Texto mostrado:
----

En el misterio de la Visitación admiramos la caridad de la Virgen. La avanzada edad de Isabel y la proximidad del nacimiento de San Juan Bautista reclamaban la presencia de María en casa de su prima. La Virgen se trasladó allí «con diligencia»: Abiit… cum festinatione (Lc., I, 39), y apenas entró en la casa, Isabel, movida por el Espíritu Santo, la saludó con esta exclamación: «Bendita tú entre las mujeres», y añadió: «Dichosa tú que has creído. Porque, siguiendo una conducta completamente distinta a la de mi marido, que dudaba en dar fe a las palabras del ángel, tú has creído inmediatamente la maravillosa embajada que te trajo el arcángel San Gabriel».
La Virgen, al oír esto, prorrumpió en un cántico de agradecimiento al Señor: «Ha mirado la humildad de su sierva… Ha hecho en mí maravillas…» Las fórmulas del Magnificat están tomadas de diversos lugares de la Biblia y la Virgen las hizo suyas para poder expresar mejor los sentimientos de reconocimiento y de alegría que desbordaban su corazón. Todo el mundo interior de María –su humildad, su santa admiración, su amor– se revelan en estos admirables versículos. El espíritu de Jesús, que llenaba su alma, es el que le inspiró estas expresiones.

----

Requisitos:
1/ Resume en menos palabras el párrafo del texto sobre la Visitación que empieza con «La Virgen, al oír esto», sin perder sus datos principales.
2/ Continúa el texto sobre la Visitación a partir de su última oración.

----

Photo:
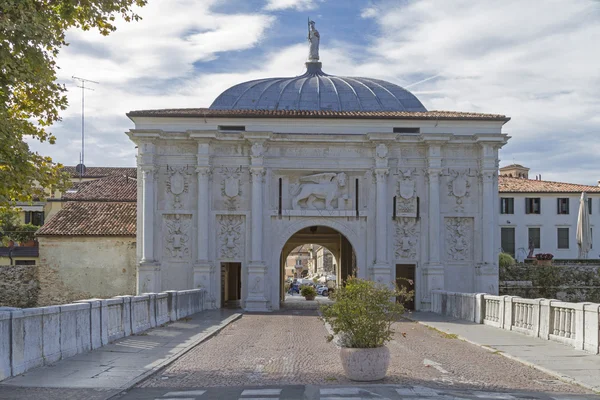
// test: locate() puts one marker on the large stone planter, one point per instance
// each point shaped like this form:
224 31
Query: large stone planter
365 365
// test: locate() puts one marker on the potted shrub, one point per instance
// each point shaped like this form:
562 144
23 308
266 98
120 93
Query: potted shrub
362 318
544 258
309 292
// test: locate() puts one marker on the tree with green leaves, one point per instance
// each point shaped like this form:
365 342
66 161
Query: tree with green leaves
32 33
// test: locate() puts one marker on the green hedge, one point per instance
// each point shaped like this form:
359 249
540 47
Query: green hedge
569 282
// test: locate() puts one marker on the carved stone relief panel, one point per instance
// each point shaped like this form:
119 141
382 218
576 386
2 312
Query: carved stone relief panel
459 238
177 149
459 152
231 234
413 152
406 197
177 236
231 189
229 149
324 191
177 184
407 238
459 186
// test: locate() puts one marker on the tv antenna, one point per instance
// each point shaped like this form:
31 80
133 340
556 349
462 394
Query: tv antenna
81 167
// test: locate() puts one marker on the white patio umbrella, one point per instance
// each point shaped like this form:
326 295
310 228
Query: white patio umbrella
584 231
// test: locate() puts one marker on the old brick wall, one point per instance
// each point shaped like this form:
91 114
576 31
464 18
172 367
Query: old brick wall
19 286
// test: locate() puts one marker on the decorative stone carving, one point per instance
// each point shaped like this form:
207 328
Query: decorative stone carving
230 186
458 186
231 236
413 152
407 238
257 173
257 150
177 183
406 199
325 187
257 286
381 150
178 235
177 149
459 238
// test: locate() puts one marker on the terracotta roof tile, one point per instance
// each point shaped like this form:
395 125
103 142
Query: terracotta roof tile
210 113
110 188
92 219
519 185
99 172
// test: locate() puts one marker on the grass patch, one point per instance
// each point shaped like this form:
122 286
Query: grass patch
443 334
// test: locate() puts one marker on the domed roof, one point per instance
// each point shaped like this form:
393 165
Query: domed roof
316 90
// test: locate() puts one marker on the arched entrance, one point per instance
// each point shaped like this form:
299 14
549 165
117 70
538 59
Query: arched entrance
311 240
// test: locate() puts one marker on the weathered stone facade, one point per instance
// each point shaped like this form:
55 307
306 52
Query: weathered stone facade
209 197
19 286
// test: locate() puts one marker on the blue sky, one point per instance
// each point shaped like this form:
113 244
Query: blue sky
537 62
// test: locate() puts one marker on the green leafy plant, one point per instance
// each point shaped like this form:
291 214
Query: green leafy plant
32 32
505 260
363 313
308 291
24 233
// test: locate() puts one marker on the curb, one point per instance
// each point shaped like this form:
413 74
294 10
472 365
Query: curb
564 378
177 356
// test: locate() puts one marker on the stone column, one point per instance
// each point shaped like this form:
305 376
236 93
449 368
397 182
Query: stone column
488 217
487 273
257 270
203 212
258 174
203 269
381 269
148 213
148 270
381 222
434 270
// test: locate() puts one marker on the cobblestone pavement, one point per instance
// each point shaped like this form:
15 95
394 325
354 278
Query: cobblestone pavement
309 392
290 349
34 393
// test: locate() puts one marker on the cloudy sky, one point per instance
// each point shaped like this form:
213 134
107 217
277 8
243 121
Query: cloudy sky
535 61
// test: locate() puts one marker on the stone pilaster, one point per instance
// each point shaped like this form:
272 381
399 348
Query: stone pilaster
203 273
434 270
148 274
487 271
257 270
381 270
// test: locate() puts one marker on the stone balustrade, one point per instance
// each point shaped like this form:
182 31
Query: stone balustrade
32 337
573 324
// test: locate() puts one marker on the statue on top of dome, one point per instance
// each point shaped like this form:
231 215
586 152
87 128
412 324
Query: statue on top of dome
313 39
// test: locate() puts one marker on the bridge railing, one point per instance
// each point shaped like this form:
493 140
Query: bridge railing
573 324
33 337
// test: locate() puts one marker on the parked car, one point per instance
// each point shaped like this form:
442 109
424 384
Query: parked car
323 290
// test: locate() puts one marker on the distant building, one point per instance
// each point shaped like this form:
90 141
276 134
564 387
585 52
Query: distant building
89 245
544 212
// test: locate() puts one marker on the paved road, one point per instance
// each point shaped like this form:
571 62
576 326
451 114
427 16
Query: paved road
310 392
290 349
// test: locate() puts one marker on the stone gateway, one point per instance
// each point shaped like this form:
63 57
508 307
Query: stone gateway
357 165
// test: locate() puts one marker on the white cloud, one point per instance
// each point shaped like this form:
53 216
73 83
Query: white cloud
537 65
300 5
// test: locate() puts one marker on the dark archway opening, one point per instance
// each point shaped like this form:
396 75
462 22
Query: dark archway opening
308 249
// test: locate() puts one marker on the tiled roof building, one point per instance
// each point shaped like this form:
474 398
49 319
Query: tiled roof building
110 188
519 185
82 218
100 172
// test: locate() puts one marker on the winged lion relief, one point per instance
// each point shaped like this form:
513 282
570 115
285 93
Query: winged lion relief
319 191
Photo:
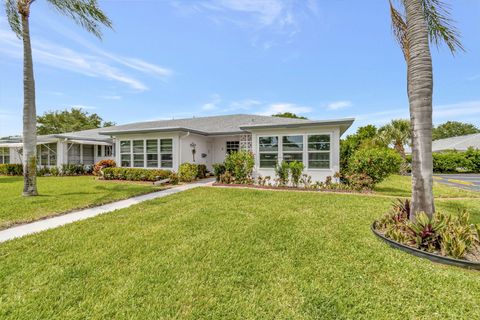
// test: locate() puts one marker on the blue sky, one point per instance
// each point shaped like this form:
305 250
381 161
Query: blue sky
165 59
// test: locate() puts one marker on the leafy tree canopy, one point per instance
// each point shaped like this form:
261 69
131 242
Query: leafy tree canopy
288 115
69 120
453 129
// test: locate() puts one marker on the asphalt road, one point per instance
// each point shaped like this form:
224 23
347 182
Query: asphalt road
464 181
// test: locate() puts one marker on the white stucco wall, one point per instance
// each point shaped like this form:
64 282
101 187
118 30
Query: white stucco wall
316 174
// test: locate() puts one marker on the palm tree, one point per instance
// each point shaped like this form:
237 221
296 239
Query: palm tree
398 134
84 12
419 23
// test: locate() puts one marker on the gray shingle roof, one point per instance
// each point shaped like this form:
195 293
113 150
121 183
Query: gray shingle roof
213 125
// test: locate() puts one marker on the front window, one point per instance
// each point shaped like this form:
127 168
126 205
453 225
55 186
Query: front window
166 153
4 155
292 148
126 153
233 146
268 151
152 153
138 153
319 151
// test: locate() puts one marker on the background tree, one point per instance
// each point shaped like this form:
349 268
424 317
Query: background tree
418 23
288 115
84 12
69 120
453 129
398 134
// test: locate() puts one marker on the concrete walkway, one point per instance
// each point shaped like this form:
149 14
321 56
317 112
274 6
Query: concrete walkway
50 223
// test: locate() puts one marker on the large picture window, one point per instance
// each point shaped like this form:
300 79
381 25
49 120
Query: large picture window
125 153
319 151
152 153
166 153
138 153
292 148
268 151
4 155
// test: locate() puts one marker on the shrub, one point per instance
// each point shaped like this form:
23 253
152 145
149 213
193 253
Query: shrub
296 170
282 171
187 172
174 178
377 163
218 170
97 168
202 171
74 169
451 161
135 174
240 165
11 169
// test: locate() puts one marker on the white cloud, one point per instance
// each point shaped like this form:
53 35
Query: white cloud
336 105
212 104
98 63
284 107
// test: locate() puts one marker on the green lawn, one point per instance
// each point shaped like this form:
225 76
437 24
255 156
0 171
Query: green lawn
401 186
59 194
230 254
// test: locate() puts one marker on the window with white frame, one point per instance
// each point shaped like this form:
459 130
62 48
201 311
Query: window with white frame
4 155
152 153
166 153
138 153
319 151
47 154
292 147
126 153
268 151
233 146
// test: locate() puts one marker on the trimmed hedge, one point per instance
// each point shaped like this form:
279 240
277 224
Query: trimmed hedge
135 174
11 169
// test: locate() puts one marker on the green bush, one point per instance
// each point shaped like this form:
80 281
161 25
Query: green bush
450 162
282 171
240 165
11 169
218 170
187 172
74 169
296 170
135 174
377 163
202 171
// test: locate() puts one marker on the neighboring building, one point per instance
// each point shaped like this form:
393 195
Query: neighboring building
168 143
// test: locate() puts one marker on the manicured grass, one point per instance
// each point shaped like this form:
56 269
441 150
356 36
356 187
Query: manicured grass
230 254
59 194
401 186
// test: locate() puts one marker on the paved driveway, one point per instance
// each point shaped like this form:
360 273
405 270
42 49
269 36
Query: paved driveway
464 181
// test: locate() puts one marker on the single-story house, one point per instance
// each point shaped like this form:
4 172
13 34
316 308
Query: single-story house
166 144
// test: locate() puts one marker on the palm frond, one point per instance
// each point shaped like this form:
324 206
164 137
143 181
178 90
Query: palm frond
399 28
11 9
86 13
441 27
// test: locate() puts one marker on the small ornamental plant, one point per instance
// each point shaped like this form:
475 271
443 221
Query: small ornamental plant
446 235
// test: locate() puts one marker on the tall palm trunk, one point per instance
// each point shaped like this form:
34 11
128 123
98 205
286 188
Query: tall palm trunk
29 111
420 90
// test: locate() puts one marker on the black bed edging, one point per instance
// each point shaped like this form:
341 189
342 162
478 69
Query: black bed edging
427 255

----

Respuestas por tarea:
1/ Al oír a Isabel, la Virgen entonó un cántico de agradecimiento al Señor. Las fórmulas del Magnificat proceden de diversos lugares de la Biblia, y María las hizo suyas para expresar mejor el reconocimiento y la alegría que desbordaban su corazón. Esos versículos revelan su mundo interior, es decir, su humildad, su santa admiración y su amor. Las expresiones se las inspiró el espíritu de Jesús, que llenaba su alma.

2/
La Iglesia ha elegido sabiamente este himno para que lo cantemos nosotros todos los días en Vísperas, enseñándonos a alabar al Señor con los mismos acentos que su Madre
De forma parecida podemos meditar los demás misterios que recordamos en el santo rosario. Si nuestra alma llegara a impregnarse de los sublimes misterios que evocamos al practicar esta devoción, encontraríamos una facilidad mucho mayor para nuestra oración.
Nos quejamos, a veces, de que al hacer la meditación nos encontramos vacíos de ideas. Nada tiene esto de extraño si no procuramos que nuestra alma se alimente de santos pensamientos.
¿No se podría afirmar que, si alguno no tiene aprecio a la devoción del santo rosario, es ordinariamente señal de que no se ha esforzado durante algún tiempo en recitarlo con la debida piedad?
No faltan quienes piensan que se pueden desgranar las cuentas del rosario sin prestar la menor atención a lo que dicen. Y están en un lamentable error, porque en toda oración, para que merezca el nombre de tal, hay que fijar la atención o en las palabras que recitamos o en Aquél a quien nos dirigimos.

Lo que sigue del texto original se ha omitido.